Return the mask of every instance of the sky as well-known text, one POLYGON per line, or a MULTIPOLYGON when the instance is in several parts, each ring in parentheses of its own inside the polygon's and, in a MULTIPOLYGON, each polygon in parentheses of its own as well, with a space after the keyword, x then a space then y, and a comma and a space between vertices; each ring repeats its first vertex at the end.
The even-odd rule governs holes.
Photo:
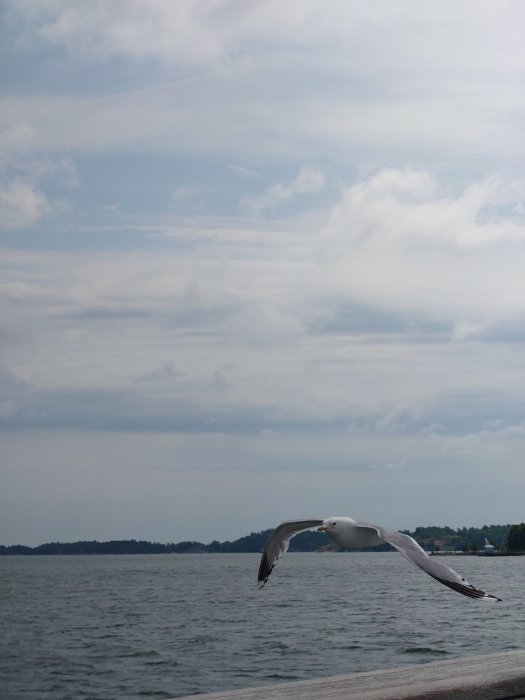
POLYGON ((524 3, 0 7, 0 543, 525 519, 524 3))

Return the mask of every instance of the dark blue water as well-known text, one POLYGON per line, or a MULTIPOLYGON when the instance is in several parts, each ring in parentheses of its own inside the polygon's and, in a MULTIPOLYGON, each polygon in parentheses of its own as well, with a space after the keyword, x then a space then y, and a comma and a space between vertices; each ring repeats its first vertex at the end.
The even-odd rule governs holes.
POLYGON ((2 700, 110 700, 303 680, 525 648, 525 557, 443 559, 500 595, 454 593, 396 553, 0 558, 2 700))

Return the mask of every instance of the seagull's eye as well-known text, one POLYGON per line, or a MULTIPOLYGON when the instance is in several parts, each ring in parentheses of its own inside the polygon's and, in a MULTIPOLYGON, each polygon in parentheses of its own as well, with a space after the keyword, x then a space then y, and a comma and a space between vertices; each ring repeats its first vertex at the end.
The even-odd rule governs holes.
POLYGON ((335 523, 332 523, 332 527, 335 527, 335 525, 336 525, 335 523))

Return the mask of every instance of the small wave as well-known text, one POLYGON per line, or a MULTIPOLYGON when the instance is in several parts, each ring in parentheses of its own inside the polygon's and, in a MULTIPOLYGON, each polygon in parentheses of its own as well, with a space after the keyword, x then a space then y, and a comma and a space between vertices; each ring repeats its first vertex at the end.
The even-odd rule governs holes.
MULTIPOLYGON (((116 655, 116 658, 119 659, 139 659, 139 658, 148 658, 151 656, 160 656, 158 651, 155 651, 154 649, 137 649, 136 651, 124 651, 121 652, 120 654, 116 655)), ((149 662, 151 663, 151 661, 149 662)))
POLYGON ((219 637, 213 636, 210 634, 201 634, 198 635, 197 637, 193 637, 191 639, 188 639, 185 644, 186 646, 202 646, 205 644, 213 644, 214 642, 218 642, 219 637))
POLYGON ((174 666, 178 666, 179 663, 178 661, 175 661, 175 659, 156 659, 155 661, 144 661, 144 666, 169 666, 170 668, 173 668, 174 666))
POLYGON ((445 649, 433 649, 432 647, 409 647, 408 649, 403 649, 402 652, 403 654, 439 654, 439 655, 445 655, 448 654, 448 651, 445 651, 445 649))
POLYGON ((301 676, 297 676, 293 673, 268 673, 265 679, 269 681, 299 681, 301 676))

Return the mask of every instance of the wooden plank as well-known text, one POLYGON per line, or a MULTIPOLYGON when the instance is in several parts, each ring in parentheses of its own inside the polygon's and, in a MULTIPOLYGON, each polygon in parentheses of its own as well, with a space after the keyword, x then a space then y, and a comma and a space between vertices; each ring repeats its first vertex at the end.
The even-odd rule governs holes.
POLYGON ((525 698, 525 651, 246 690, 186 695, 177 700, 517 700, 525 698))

══════

▸ **EXERCISE**
The records above are to be retyped exactly, with every picture left out.

▸ **WRITTEN SOLUTION**
Return the mask of every instance of the sky as well-known text, one POLYGON per line, or a MULTIPOLYGON when the instance is in several parts, each ring in parentheses of its own inside the polygon's and, in a MULTIPOLYGON, each polygon in parentheses of its own as well, with a space after the keyword, x then a space then y, and a comma and a space between vertices; each ring repeats its first vertex at the end.
The even-odd rule governs holes.
Photo:
POLYGON ((524 3, 0 7, 0 543, 525 519, 524 3))

Return the mask of every instance of the dark blue water as well-known text, one POLYGON per line, or a MULTIPOLYGON when the instance is in several parts, each ring in parentheses of its own inside the polygon's and, in a MULTIPOLYGON, each polygon in parentheses of its own as well, with a space after the keyword, x then a space then y, and a comma and a space between vertices; each ring repeats its first vertex at the end.
The even-odd rule governs holes.
POLYGON ((2 700, 110 700, 303 680, 525 648, 525 557, 443 559, 500 595, 454 593, 396 553, 0 558, 2 700))

Return the mask of every instance of the seagull's eye as well-known text, one POLYGON per line, or a MULTIPOLYGON when the instance is in several parts, each ring in parentheses of its own inside the polygon's and, in a MULTIPOLYGON, each polygon in parentheses of its own as well, with a space after the keyword, x then a space then y, and a comma and a space between vertices; each ring repeats its first vertex at the end.
The even-odd rule governs holes.
POLYGON ((335 523, 332 523, 332 527, 335 527, 335 525, 336 525, 335 523))

Return the mask of every instance of the small wave as well-known text, one POLYGON per line, or a MULTIPOLYGON when the instance is in several parts, each ring in parentheses of its own inside the polygon's and, in a MULTIPOLYGON, each polygon in parentheses of its own as well, with a space after the keyword, x then a space then y, and a comma and a space between vertices; each ring repeats its first vertex at the end.
The even-odd rule governs holes.
MULTIPOLYGON (((116 655, 116 658, 119 659, 139 659, 139 658, 148 658, 151 656, 160 656, 158 651, 155 651, 154 649, 137 649, 136 651, 124 651, 121 652, 120 654, 116 655)), ((149 662, 151 663, 151 661, 149 662)))
POLYGON ((219 637, 213 636, 210 634, 201 634, 198 635, 197 637, 193 637, 191 639, 188 639, 185 644, 186 646, 202 646, 205 644, 213 644, 214 642, 218 642, 219 637))
POLYGON ((174 666, 178 666, 179 663, 178 661, 175 661, 175 659, 156 659, 155 661, 144 661, 144 666, 169 666, 170 668, 173 668, 174 666))
POLYGON ((445 649, 433 649, 432 647, 409 647, 408 649, 403 649, 402 652, 403 654, 439 654, 439 655, 445 655, 448 654, 448 651, 445 651, 445 649))
POLYGON ((301 676, 297 676, 293 673, 268 673, 265 679, 269 681, 299 681, 301 676))

Return the mask of every instance of the wooden plank as well-known text, one POLYGON per line, or a MULTIPOLYGON when the instance is in several parts, each ring in parentheses of its own inside the polygon's and, in a MULTIPOLYGON, each polygon in parentheses of its own as well, with a space after the keyword, x then a space then y, and a comma and a space between vertices; each ring repeats its first vertex at the end.
The even-odd rule governs holes.
POLYGON ((525 698, 525 651, 246 690, 186 695, 177 700, 517 700, 525 698))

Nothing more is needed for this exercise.